* START Dataset entries *

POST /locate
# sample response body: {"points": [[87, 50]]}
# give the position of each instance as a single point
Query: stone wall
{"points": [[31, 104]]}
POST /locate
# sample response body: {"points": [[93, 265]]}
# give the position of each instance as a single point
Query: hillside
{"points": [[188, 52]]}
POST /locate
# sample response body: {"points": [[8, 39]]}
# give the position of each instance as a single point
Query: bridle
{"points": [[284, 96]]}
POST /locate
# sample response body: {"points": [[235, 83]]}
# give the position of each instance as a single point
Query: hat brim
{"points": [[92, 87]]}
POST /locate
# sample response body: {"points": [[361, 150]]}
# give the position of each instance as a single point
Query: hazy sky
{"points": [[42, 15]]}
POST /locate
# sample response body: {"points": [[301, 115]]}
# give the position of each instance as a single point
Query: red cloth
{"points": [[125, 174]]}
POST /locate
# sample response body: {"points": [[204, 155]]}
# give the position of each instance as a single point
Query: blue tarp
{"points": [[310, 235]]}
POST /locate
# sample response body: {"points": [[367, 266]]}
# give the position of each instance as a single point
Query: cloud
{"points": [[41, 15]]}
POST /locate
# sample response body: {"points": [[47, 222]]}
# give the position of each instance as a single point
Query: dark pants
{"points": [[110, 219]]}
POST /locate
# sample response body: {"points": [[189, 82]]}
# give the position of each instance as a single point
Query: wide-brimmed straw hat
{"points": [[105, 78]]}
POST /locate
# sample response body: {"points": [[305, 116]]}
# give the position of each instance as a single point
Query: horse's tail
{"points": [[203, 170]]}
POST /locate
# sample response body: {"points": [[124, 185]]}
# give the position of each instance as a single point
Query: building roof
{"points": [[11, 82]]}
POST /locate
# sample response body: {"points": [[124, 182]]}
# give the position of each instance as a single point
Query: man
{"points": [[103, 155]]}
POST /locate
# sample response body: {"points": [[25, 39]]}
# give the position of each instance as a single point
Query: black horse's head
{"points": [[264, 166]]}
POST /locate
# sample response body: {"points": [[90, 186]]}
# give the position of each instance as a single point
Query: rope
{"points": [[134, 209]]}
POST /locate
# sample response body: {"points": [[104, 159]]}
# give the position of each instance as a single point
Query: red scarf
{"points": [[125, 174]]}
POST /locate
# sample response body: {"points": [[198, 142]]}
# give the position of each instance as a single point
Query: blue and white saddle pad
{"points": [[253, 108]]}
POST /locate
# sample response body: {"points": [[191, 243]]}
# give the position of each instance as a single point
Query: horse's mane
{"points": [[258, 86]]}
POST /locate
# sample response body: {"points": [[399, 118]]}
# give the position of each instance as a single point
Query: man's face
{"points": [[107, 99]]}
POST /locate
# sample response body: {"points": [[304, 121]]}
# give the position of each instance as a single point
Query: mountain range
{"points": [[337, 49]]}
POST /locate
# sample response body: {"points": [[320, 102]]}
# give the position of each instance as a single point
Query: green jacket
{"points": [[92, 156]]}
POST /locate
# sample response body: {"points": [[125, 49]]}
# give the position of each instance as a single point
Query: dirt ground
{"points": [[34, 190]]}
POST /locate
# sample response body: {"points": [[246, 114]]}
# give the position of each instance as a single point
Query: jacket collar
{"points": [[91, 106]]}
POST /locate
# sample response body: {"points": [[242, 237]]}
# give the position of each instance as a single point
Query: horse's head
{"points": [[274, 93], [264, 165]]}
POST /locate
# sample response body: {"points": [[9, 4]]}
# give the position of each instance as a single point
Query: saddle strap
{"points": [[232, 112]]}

* END Dataset entries *

### Problem statement
Output each record precisely as given.

### Solution for this problem
POST /locate
# sample response body: {"points": [[87, 50]]}
# give the position of each instance as a single point
Query: stone wall
{"points": [[31, 104]]}
POST /locate
# sample response body: {"points": [[93, 265]]}
# give the position of each instance as a single point
Query: hillside
{"points": [[188, 52]]}
POST /locate
# sample response body: {"points": [[8, 39]]}
# give the position of each instance as a single point
Query: bridle
{"points": [[284, 96]]}
POST /locate
# sample response body: {"points": [[235, 83]]}
# give the position of each instance as a single point
Query: hat brim
{"points": [[92, 87]]}
POST /locate
# sample response body: {"points": [[361, 150]]}
# give the position of each instance as a single point
Query: hazy sky
{"points": [[42, 15]]}
POST /locate
# sample response body: {"points": [[301, 115]]}
# give the position of each instance as a single point
Query: red cloth
{"points": [[125, 174]]}
POST /locate
# sample response body: {"points": [[204, 155]]}
# give the position of each instance as a single point
Query: blue tarp
{"points": [[310, 235]]}
POST /locate
# sample response body: {"points": [[367, 266]]}
# give the position of each instance as a single point
Query: cloud
{"points": [[41, 15]]}
POST /locate
# sample response body: {"points": [[47, 222]]}
# give the position of each instance as a single point
Query: dark pants
{"points": [[110, 219]]}
POST /locate
# sample response body: {"points": [[189, 82]]}
# give the position of each instance as a single point
Query: wide-brimmed straw hat
{"points": [[105, 78]]}
POST /locate
# sample response body: {"points": [[305, 116]]}
# give the position of each instance as a single point
Query: horse's tail
{"points": [[203, 170]]}
POST /locate
# sample response body: {"points": [[124, 185]]}
# give the position of each instance as a single point
Query: building roof
{"points": [[11, 82]]}
POST /locate
# sample response body: {"points": [[124, 182]]}
# give the position of each instance as a single point
Query: man
{"points": [[103, 155]]}
POST /locate
# sample response body: {"points": [[25, 39]]}
# give the position of each instance as a single point
Query: black horse's head
{"points": [[264, 166]]}
POST /locate
# sample response body: {"points": [[90, 186]]}
# give the position of each instance as a single point
Query: rope
{"points": [[134, 209]]}
POST /locate
# sample response body: {"points": [[104, 159]]}
# give the position of each instance as a single point
Query: red scarf
{"points": [[125, 174]]}
POST /locate
# sample response body: {"points": [[198, 142]]}
# give the position of each instance as a single point
Query: blue and white saddle pad
{"points": [[253, 108]]}
POST /locate
# sample response body: {"points": [[191, 243]]}
# give the position of each instance as a single point
Query: horse's mane
{"points": [[258, 86]]}
POST /locate
# sample response body: {"points": [[399, 118]]}
# give the position of each instance as a single point
Query: man's face
{"points": [[107, 99]]}
POST /locate
# sample response body: {"points": [[304, 121]]}
# give the position of each instance as a single point
Query: mountain range
{"points": [[337, 49]]}
POST /locate
# sample response body: {"points": [[320, 102]]}
# give the position of each instance as a single point
Query: green jacket
{"points": [[92, 156]]}
POST /locate
# sample response body: {"points": [[125, 49]]}
# give the position of each instance as a single point
Query: dirt ground
{"points": [[34, 190]]}
POST /locate
# sample response body: {"points": [[246, 114]]}
# give the position of each instance as a single point
Query: jacket collar
{"points": [[91, 106]]}
POST /locate
# sample response body: {"points": [[242, 237]]}
# give the position of each instance as a single point
Query: horse's head
{"points": [[274, 93], [264, 165]]}
POST /locate
# sample response body: {"points": [[9, 4]]}
# give the position of each instance as a single point
Query: saddle strap
{"points": [[232, 112]]}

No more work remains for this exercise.